To be done:
Write the next part of the forum thread on which encoding a C program's terminal input uses, picking up after its last post.

Excerpted text:
Why does the compiler understand ASCII by default?

printf("%s", name);@piefed.blahaj.zone · edit-2 28 days ago

Why does the compiler understand ASCII by default?

Aaron “Abolish ICE” Madlon-Kay@mastodon.social · 28 days ago

@akunohana The compiler doesn’t need to know that 0x18 is CAN; that knowledge is embedded in whatever decided that the data you’re inspecting is UTF-8 or ASCII.

The content of your original post has been replaced with a link that I can’t open so I can’t go back and confirm where you said the data was coming from. But if the data was some other exotic encoding then 0x18 would mean something else in the context of that data.

printf("%s", name);@piefed.blahaj.zone · 28 days ago

Oh, maybe I messed something up when editing… Here’s what I wrote:

I was experimenting with sanitizing user input In other words, I’m simply prompting for user input, read to a character array with fgets.

What it “that thing” that decided the encoding?

Aaron “Abolish ICE” Madlon-Kay@mastodon.social · 28 days ago

@akunohana OK that’s a pretty good question then. In that case the encoding is determined by your terminal (or if not terminal then execution environment). Try invoking env (or locale) and looking at LANG and LC_ALL; those should tell you what your terminal accepts as input and passes along to your program.

(Named-object pointing records)

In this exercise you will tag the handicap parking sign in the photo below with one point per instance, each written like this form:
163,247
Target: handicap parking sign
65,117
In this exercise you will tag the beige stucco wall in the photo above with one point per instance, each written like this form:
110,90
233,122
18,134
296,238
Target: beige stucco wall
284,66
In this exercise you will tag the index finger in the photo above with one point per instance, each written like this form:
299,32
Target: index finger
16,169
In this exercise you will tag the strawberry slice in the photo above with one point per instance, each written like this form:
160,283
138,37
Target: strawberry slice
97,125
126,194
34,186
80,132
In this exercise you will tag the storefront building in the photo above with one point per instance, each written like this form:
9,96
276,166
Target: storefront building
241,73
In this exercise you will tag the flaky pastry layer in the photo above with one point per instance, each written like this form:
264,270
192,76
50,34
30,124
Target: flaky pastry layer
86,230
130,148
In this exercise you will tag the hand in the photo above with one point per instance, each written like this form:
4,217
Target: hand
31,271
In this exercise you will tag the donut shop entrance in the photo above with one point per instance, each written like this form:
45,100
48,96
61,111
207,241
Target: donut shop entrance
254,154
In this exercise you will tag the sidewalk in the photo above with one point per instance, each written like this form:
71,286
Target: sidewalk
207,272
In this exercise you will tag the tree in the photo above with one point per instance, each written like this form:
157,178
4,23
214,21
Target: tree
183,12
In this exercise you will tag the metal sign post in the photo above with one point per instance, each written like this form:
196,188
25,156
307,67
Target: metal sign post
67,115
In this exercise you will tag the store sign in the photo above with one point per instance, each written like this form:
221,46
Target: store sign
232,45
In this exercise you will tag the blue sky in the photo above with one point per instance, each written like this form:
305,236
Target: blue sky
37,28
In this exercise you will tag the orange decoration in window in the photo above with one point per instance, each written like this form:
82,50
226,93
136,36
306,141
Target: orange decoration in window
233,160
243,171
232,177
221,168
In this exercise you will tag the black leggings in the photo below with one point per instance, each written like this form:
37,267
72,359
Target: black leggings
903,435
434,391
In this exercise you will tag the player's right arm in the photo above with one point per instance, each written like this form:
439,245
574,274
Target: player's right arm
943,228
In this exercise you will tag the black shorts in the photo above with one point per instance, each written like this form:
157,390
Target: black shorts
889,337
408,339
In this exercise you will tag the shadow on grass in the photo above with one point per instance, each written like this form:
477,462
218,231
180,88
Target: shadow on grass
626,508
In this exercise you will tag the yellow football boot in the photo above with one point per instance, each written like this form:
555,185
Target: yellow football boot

Final result:
printf("%s", name);@piefed.blahaj.zone · 28 days ago

Sweet! I think this is the answer that I was looking for, although my post is poorly phrased. 😅

Does this mean that in theory, there could arise problems with portability? 98-ish percent of all systems use Unicode, but if I were to run my program on an obscure system whose underlying character encoding is not Unicode or some superset of ASCII, I assume it would return other values?

Aaron “Abolish ICE” Madlon-Kay@mastodon.social · 28 days ago

@akunohana Yes! Although I would say that ASCII is a pretty safe assumption and it’s really anything above the top of ASCII that you need to account for (document as a requirement for your program, or take steps to ensure the OS uses the right encoding if you are packaging something for distribution)